# DOCUMENT TEXT
Something that I have observed about interacting with chatGPT is that if it makes a mistake, and you correct it, and it pushes back, it is not helpful to keep arguing with it. Basically an argument in the chat history serves as a prompt for argumentative behavior. It is better to start a new chat, and this second time attempt to explain the task in a way that avoids the initial misunderstanding.
I think it is important that as we write letters and counter-letters we keep in mind that every time we say “AI is definitely going to destroy humanity”, and this text ends up on the internet, the string “AI is definitely going to destroy humanity” very likely ends up in the training corpus of a future GPT, or at least can be seen by some future GPT that is allowed free access to the internet. All the associated media hype and podcast transcripts and interviews will likely end up in the training data as well.
The larger point is that these statistical models are in many ways mirrors of ourselves and the things we say, especially the things we say in writing and in public forums. The more we focus on the darkness, the darker these statistical mirrors become. It’s not just about Eliezer’s thoughtful point that the AI may not explicitly hate us nor love us but destroy us anyway. In some ways, every time we write about it we are increasing the training data for this possible outcome, and the more thoughtful and creative our doom scenarios, the more thoughtfully and creatively destructive our statistical parrots are likely to become.

Records from a dataset

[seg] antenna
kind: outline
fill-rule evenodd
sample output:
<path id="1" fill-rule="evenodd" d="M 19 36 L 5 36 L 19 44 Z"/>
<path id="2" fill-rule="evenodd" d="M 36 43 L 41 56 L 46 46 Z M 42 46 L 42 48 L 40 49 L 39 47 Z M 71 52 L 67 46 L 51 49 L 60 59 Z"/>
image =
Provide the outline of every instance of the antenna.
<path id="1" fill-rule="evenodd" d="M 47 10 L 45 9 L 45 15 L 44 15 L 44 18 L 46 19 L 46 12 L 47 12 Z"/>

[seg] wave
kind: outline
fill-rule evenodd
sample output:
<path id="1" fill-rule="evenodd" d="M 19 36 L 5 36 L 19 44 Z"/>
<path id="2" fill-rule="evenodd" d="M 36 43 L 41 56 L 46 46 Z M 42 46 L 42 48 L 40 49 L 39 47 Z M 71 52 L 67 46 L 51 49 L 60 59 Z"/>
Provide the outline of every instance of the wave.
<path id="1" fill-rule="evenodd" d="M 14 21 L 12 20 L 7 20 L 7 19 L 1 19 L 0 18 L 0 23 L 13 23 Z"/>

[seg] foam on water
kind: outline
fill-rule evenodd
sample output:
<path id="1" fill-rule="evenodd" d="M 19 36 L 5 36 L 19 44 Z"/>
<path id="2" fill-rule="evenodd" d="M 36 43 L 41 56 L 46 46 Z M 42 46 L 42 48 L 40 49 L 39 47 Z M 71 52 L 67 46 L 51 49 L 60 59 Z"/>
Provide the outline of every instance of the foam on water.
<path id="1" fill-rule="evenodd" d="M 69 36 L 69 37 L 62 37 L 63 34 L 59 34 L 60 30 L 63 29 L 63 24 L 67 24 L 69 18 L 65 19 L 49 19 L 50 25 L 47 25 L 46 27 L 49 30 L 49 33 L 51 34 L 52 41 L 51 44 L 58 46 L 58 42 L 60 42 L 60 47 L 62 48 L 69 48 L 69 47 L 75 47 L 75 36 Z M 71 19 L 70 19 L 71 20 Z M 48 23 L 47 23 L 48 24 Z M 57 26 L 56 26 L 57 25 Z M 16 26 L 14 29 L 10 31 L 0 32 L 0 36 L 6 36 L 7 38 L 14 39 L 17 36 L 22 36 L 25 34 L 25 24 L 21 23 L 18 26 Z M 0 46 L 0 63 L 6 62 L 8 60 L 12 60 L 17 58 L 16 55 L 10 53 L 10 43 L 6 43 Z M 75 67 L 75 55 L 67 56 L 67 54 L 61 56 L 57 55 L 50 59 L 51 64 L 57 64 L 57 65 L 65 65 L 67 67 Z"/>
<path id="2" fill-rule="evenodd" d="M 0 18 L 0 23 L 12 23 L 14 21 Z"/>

# PROBLEMS TO SOLVE
**1)** List the associated materials that the sentence of the AI commentary beginning "All the associated" says will likely end up in the training data.
**2)** Repeat the portion of the AI commentary starting with "Something that I" and going on through "the initial misunderstanding.".

# ANSWERS
**1)**
- media hype
- podcast transcripts
- interviews

**2)**
Something that I have observed about interacting with chatGPT is that if it makes a mistake, and you correct it, and it pushes back, it is not helpful to keep arguing with it. Basically an argument in the chat history serves as a prompt for argumentative behavior. It is better to start a new chat, and this second time attempt to explain the task in a way that avoids the initial misunderstanding.